Exercise 1
In the forum thread about Home Depot lumber for guitars, condense the paragraph beginning "I thought about buying maple from the Home Depot" into two shorter sentences that keep its main facts.
Exercise 2
Proceed with the forum thread about Home Depot maple and poplar, writing on from the point at which it ends.

Reading passage
# Home Depot sells maple and poplar



## Muikoma (Nov 20, 2007)

One of the Home Depot's near me carries maple, poplar, and oak. I asked someone who works there and they said that it is kiln dried. Does that mean that it's good to use to make guitars that will last for a long time? Any advice or guidance would be appreciated. thanks


----------



## summitguitar (Jan 30, 2008)

bob benedetto in his books says hes worked with both naturally dryed and kiln dried woods, and he cant tell the difference, seeing as his guitars go for around 25K+ i wouldnt worry about it. Whats important is the moisture content, usually around 12% for an acoustic.


----------



## Hamm Guitars (Jan 12, 2007)

I actually tried a piece of 1/4" poplar from home depot for a top of a pine tele.

I dyed it dark chocolate using analine dye and the top started moving a few days later. The pine was still flat and level, the poplar had moved quite a bit.

I'm not sure that I the poplar was any cheaper than if I would have bought it through the regular sources either, so I would suggest that you locate a wood dealer. Mine is always trying to sell me mahogany....


----------



## Imported_goods (Mar 4, 2006)

Muikoma said:


> One of the Home Depot's near me carries maple, poplar, and oak. I asked someone who works there and they said that it is kiln dried. Does that mean that it's good to use to make guitars that will last for a long time? Any advice or guidance would be appreciated. thanks


I thought about buying maple from the Home Depot for a neck instead of ordering from Stew-Mac, but the wood from Home Depot was not quartersawn and it seems to be generally agreed that quartersawn wood gives a more solid, stable neck. I imagine that if you use the maple to make a laminated neck it will matter less whether the boards are flatsawn or quartersawn.

I'm lucky since I have a specialty wood shop nearby that offers woods for all types of projects, including luthier-grade stuff, so I have other options than Home Depot.


----------



## Greenman (Feb 18, 2007)

Both are Home Depot Poplar. :banana:


----------



## Muikoma (Nov 20, 2007)

I plan to go to A+M or exotic woods soon and pick up a bunch of stuff, I just thought it would be very convenient if i could drive 5 mins and get wood good enough to last.

anyway, thanks guys


----------



## shoretyus (Jan 6, 2007)

I can't use their stuff. Their sheet goods( veneer ply melimine etc) is cheaper by a lot of money but the quality is so bad I won't use it on the inside of cabinets. 

Lot's of places to but the good stuff.


----------



## Greenman (Feb 18, 2007)

Stored data
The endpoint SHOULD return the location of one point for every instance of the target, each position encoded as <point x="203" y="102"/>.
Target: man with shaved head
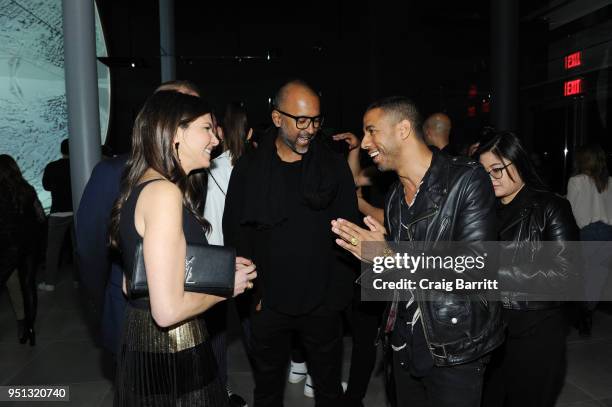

Exercise response 1
I considered Home Depot maple for a neck instead of Stew-Mac wood, but it was not quartersawn, and quartersawn wood is generally agreed to make a more solid, stable neck. For a laminated neck, whether the boards are flatsawn or quartersawn would probably matter less.

Exercise response 2
shoretyus said:


> I can't use their stuff. Their sheet goods( veneer ply melimine etc) is cheaper by a lot of money but the quality is so bad I won't use it on the inside of cabinets.
> 
> Lot's of places to but the good stuff.


I'm in the process of building a couple of cabs and will not use their plywood. I spent the extra and got 5'x5' Baltic birch.


----------



## YJMUJRSRV (Jul 17, 2007)

shoretyus said:


> I can't use their stuff. Their sheet goods( veneer ply melimine etc) is cheaper by a lot of money but the quality is so bad I won't use it on the inside of cabinets.
> 
> Lot's of places to but the good stuff.


I agree. Home Depot has terrible wood. Its hard to get a 2X4 for shop shelving let alone something that needs to look nice. I looked a few times for cabinets and was horrified by the crap they stock. When you get sap all over your hands thats a hint the wood is a little green 

Burlington Exotic may be a little pricey but you could spend a day there deciding which is the nicer peice to buy. Whereas in Home Depot you'd spend the day looking for one without 10 knots falling out.


----------



## summitguitar (Jan 30, 2008)

See this is why i try to stick to ply-wood for my guitars, the quality is Very consistant lol.


----------



## RavenT (Aug 5, 2008)

*Straight or warped*

The wooden planks are standing an lining against each other making the warped. And is it the right cut you need? Since most of these places uses a thought cut instead of a quert sawn which is better for instruments.


----------



## Geek (Jun 5, 2007)

> Home Depot sells maple and poplar


If you have a Windsor Plywood nearby, compare prices. Home Depot (in Abbotsford at least) is about 30% higher for hardwoods.

Cheers!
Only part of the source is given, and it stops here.